• STUDY QUESTIONS:
1 > Answer these questions from the passage on the order's 19th-century history:
(a) From what year were "Nachspiel" or "after parties" introduced?
(b) Who was Grandmaster from 1832 to 1857?
(c) The foremost singer of which institution took an active part in the order's activities during the 1850s and 1870s?
2 > Continue the passage on the order's 19th-century history from its last sentence.
══ QUOTED PASSAGE ══
In the early 19th century, the seriously mysterious, "higher" bricolerie threatened to take over, but from 1820 the words again took a happier turn, and "Nachspiel" or "after parties" were introduced. Among active members at this time are Lars Hjortsberg, archbishop Valerius, J.M. Stjernstolpe, J.V. Berger, J.H. Pettersson, Bernhard Crusell, Franz Berwald, Johann Franz Brendler, Andreas Randel, the Bellman singer Axel Arvid Raab, Lars Adolf Kinmansson, the poet Fredrik August Dahlgren, Clas Livijn, Bernhard von Beskow, Johan Anders Björck, H.M. Munthe, Olof Strandberg and Pehr Westerstrand (Grandmaster 1832-1857). During the 1850s and 1870s, the Royal Swedish Opera's foremost singer took an active part in the order's activities.
═══
══ INFORMATION PROVIDED ══
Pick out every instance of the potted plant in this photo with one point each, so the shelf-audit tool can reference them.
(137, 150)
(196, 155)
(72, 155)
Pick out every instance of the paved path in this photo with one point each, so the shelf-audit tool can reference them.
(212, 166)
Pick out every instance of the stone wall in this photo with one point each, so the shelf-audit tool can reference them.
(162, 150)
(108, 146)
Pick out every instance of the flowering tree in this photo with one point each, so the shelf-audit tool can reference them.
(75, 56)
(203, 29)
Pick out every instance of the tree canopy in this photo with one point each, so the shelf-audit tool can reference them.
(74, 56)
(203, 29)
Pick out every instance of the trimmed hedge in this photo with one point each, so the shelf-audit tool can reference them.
═══
══ INFORMATION PROVIDED ══
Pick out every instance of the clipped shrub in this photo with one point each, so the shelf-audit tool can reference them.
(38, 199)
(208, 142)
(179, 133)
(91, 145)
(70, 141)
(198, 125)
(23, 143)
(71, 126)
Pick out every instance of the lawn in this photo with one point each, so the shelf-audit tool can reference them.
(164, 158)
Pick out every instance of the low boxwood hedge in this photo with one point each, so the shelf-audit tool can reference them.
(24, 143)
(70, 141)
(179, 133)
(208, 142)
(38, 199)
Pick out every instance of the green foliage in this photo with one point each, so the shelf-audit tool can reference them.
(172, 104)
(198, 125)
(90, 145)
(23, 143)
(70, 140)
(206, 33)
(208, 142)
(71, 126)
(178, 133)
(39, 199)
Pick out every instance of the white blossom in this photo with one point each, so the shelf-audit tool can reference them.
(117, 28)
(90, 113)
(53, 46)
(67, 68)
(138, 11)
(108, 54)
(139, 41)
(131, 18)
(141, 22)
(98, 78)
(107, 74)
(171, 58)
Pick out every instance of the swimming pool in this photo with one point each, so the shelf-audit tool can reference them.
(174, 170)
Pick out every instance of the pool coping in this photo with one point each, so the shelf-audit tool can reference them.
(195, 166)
═══
══ INFORMATION PROVIDED ══
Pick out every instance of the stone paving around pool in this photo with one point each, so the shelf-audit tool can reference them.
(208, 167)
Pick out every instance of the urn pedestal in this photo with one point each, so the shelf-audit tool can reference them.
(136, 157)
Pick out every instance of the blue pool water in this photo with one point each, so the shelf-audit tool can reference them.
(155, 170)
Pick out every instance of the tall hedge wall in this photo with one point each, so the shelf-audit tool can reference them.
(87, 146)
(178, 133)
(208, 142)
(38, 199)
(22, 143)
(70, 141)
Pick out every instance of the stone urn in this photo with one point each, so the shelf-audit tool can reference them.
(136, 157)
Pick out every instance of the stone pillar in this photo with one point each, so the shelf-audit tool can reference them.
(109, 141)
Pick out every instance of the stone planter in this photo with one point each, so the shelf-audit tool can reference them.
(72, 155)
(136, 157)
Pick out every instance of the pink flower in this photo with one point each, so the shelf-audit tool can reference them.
═══
• RESULTS OF THE TASKS:
1 >
(a) 1820
(b) Pehr Westerstrand
(c) The Royal Swedish Opera

2 >
== Grandmasters ==

Among the recent grandmasters of the order are the surgeon Professor Carl Jakob Rossander (1892-1900) and the regimental doctor H. Sundberg (1910-1925). The current Grand Master is Henrik Mickos (since 2016). In 1829, Par Bricole celebrated its 50th anniversary, and on July 26 of the same year, Johan Niclas Byströms, who was paid for by the company, unveiled Bellman's bust at Bellmansro in Royal Djurgården. Since then, Bellman's Day (July 26) has been celebrated annually there as a folk festival under the leadership of P.B. The order's feast days are also May 15 and Barbara's Day, December 4 (chosen by Bellman in honour of his grandmother, Barbara Klein; Barbara is usually glorified fantastically as a kind of Dionysian goddess, the "aunt" of all bricolists). In 1874, the order celebrated its 100th anniversary with a festive cantato by Talis Qualis and Ludvig Norman.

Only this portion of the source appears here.